_Stored dataset items_:
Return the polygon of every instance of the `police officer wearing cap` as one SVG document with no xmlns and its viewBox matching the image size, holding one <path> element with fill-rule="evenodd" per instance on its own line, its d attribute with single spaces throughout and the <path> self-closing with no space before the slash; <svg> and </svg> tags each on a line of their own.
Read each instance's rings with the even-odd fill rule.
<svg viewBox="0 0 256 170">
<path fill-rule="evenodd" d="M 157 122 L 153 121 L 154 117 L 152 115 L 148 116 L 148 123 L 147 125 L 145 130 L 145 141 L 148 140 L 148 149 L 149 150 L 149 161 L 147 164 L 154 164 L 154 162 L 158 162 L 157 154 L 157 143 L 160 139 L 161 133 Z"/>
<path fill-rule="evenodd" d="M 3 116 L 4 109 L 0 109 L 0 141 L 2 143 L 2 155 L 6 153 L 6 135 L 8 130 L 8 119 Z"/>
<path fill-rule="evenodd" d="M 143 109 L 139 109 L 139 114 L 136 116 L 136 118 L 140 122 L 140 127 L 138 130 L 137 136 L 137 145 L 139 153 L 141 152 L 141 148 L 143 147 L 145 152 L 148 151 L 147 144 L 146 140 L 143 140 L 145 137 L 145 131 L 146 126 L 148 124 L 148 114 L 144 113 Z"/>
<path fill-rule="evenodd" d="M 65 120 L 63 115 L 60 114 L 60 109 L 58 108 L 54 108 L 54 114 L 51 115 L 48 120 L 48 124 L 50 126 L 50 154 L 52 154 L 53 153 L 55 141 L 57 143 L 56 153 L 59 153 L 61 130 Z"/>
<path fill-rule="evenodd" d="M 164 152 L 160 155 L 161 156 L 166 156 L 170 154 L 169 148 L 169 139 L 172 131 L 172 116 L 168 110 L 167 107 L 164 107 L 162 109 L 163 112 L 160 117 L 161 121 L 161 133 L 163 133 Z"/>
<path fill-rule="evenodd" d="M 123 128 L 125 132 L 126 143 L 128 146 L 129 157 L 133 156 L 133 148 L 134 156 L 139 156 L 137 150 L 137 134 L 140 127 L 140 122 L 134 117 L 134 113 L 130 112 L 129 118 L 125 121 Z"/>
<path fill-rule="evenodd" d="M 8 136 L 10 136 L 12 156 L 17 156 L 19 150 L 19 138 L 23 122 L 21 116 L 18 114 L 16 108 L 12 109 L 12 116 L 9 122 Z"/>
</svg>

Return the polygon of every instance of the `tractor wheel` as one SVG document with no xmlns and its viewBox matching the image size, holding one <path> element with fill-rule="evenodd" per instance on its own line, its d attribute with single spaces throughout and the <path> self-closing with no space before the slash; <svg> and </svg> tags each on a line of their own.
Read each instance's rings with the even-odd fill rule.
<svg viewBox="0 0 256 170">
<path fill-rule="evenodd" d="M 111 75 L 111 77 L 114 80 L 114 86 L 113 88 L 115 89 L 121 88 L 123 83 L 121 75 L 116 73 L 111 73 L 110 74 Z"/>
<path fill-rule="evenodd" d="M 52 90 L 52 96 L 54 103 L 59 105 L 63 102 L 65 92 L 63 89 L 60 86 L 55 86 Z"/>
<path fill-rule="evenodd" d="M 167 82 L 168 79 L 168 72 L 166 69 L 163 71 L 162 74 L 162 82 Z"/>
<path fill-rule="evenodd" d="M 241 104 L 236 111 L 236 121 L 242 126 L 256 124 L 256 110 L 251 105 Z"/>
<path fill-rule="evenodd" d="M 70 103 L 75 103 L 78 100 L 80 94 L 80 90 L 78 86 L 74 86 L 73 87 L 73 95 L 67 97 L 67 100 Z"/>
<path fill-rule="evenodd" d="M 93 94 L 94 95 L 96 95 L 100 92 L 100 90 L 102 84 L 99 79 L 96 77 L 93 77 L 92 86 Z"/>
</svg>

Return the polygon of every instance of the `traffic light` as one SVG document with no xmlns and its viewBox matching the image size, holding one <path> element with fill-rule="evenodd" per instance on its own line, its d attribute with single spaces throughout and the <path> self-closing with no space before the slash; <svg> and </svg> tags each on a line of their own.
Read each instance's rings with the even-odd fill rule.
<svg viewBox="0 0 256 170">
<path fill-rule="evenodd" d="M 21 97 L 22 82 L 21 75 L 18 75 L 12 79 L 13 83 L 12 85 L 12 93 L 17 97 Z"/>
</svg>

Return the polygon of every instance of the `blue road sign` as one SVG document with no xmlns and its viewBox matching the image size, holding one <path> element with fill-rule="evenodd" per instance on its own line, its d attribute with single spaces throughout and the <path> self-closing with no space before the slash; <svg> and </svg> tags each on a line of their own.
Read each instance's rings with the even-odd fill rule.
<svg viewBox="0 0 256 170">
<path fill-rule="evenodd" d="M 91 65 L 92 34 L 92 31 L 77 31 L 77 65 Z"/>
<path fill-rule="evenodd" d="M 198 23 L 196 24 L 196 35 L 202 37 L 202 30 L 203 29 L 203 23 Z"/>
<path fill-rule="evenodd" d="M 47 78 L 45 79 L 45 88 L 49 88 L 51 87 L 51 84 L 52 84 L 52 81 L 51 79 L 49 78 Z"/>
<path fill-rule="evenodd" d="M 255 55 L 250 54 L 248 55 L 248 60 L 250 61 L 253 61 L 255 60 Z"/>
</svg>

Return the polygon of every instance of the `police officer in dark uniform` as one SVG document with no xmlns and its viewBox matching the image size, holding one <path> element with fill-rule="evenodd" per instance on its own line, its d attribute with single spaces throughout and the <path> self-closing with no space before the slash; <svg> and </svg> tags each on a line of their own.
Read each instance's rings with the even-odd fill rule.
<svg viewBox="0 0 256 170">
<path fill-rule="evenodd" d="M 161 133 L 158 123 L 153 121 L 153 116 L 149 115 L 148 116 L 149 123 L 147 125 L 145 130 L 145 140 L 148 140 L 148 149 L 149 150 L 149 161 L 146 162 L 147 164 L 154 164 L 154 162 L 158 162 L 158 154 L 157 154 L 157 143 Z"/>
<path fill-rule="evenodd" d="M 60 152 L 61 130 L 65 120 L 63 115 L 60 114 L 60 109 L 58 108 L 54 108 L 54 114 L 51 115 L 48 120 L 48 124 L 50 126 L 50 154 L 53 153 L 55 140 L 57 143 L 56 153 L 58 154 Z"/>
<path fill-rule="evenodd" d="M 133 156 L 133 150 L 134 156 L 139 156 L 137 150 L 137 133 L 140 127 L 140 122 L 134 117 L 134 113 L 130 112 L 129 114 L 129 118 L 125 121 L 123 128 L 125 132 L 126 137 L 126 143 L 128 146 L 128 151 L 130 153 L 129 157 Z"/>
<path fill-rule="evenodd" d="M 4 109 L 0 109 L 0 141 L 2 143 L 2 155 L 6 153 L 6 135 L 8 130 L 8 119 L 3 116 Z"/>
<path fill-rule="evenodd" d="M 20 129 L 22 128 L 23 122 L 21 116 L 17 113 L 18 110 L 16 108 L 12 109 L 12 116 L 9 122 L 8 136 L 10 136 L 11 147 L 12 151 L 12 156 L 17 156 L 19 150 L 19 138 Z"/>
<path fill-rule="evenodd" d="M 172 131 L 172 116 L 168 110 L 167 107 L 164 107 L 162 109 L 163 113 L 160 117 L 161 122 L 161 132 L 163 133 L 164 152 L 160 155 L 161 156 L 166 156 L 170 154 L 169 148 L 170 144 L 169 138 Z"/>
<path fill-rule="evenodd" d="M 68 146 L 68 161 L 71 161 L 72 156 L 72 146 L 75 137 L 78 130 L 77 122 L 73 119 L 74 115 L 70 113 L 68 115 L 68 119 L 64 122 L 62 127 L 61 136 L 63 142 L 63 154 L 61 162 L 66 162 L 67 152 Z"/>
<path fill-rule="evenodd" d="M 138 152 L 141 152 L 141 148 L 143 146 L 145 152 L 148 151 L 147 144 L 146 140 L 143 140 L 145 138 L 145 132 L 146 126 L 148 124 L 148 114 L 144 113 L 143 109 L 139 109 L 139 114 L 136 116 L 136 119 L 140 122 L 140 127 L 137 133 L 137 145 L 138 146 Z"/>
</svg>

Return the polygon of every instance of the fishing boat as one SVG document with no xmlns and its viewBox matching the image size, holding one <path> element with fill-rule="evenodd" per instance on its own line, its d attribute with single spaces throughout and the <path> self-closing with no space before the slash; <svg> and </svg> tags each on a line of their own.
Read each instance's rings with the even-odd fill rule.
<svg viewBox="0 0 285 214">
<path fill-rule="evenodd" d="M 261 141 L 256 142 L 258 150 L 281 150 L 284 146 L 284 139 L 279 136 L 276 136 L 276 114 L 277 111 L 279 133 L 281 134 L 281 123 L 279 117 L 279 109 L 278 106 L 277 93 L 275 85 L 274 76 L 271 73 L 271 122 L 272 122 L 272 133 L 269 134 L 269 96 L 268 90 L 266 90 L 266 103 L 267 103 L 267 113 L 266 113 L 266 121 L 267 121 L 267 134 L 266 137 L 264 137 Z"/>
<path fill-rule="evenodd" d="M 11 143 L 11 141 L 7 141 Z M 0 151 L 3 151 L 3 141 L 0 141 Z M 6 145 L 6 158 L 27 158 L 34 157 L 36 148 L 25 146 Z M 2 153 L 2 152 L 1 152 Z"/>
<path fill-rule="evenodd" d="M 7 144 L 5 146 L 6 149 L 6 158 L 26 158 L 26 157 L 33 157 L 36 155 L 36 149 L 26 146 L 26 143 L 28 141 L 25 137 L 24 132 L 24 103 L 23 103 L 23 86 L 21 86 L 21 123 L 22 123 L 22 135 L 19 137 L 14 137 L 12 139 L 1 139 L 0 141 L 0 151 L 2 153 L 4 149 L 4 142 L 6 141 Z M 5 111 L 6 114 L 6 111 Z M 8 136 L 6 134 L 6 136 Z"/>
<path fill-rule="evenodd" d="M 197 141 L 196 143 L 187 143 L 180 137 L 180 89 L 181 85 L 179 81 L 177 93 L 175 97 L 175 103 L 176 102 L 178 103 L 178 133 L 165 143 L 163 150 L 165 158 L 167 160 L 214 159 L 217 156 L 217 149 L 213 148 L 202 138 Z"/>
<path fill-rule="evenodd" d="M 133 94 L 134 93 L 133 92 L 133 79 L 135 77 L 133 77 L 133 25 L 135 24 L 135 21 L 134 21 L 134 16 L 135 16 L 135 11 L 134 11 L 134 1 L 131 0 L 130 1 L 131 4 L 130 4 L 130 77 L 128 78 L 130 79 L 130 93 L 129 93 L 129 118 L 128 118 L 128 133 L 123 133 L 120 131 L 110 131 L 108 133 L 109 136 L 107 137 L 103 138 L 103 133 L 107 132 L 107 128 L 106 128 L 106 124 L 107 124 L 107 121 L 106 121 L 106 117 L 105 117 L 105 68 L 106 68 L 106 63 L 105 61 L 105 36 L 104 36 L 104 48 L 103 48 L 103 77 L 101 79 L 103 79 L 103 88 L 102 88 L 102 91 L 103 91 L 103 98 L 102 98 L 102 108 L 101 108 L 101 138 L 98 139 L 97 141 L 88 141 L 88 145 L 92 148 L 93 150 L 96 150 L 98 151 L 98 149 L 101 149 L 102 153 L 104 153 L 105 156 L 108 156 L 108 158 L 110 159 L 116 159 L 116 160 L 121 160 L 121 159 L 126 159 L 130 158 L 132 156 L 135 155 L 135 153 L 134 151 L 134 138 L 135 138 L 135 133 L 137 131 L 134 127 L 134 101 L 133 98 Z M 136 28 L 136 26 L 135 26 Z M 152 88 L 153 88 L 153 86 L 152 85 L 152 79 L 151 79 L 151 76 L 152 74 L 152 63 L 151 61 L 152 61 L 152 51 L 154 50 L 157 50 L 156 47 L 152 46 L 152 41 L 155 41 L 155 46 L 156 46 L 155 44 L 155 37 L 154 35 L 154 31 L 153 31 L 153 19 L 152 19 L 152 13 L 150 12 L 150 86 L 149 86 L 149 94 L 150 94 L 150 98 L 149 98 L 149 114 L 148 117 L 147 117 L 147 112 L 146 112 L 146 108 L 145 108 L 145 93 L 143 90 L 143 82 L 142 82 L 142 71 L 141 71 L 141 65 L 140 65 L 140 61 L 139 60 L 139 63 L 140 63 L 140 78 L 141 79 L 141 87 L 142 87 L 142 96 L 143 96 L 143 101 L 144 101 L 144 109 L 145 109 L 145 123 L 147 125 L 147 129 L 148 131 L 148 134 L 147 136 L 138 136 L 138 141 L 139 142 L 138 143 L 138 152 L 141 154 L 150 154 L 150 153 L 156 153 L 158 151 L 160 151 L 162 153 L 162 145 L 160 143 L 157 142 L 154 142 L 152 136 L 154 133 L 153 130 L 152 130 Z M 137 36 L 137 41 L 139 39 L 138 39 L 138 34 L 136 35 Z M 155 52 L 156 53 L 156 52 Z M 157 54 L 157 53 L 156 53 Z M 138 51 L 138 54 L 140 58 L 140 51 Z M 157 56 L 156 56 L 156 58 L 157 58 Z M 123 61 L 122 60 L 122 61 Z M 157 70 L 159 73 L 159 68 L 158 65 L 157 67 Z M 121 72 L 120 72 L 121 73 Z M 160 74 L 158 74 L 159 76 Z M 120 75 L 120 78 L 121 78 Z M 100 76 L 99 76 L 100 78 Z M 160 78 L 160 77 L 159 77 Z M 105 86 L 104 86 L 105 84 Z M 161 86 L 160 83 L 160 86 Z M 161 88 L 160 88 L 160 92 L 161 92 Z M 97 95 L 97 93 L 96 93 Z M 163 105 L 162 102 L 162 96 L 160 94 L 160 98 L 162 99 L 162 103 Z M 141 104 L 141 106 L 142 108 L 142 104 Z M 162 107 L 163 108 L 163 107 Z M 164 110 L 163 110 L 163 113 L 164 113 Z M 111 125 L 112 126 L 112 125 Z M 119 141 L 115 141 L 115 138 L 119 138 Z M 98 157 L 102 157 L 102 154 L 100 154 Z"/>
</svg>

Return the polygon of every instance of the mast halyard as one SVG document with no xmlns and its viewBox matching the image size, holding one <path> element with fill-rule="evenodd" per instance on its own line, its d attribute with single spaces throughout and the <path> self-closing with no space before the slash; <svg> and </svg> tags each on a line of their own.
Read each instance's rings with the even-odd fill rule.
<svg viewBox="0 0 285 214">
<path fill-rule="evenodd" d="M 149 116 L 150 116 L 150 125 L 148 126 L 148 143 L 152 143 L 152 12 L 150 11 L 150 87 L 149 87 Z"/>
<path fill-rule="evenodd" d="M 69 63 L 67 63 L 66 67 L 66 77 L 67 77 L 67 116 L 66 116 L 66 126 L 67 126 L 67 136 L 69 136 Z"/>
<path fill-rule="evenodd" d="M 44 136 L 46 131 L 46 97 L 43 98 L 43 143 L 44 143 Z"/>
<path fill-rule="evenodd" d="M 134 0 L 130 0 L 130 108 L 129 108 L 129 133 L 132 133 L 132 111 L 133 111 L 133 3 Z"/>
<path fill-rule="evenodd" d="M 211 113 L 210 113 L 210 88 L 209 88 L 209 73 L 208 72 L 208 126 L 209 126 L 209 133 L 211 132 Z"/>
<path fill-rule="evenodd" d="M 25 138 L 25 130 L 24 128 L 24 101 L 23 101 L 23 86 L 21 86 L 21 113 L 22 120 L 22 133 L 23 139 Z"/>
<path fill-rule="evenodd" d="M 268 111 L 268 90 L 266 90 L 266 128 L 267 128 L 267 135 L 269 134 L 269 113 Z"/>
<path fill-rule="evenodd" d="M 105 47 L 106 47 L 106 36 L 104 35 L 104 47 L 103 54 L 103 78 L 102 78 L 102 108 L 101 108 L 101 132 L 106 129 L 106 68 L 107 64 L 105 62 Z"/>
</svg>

_DIRECTIONS FOR THIS TASK_: Copy the lines word for word, beginning with the line that contains "Return the polygon of every instance of the mast" and continuing through the last line of the records.

_CORRECT ANSWER_:
Return the polygon of every instance of the mast halyard as one SVG document with no xmlns and its viewBox matching the image size, holding one <path> element with fill-rule="evenodd" per instance on its own line, its d attribute with single spaces throughout and the <path> self-closing with no space before the slash; <svg> and </svg> tags each on a line of their own.
Read each instance's rings with the even-odd fill rule.
<svg viewBox="0 0 285 214">
<path fill-rule="evenodd" d="M 149 116 L 150 116 L 150 125 L 148 126 L 148 143 L 152 143 L 152 12 L 150 11 L 150 87 L 149 87 Z"/>
<path fill-rule="evenodd" d="M 69 63 L 67 63 L 66 67 L 66 77 L 67 77 L 67 116 L 66 116 L 66 126 L 67 126 L 67 136 L 69 136 Z"/>
<path fill-rule="evenodd" d="M 44 136 L 46 131 L 46 97 L 43 98 L 43 143 L 44 143 Z"/>
<path fill-rule="evenodd" d="M 134 0 L 130 0 L 130 108 L 129 108 L 129 133 L 132 133 L 132 111 L 133 111 L 133 3 Z"/>
<path fill-rule="evenodd" d="M 211 113 L 210 113 L 210 88 L 209 88 L 209 73 L 208 72 L 208 126 L 209 126 L 209 133 L 211 132 Z"/>
<path fill-rule="evenodd" d="M 25 138 L 25 130 L 24 128 L 24 101 L 23 101 L 23 86 L 21 86 L 21 113 L 22 120 L 22 133 L 23 139 Z"/>
<path fill-rule="evenodd" d="M 268 111 L 268 90 L 266 90 L 266 128 L 267 128 L 267 135 L 269 134 L 269 113 Z"/>
<path fill-rule="evenodd" d="M 105 47 L 106 47 L 106 36 L 104 35 L 104 47 L 103 54 L 103 78 L 102 78 L 102 108 L 101 108 L 101 132 L 106 129 L 106 68 L 107 64 L 105 62 Z"/>
</svg>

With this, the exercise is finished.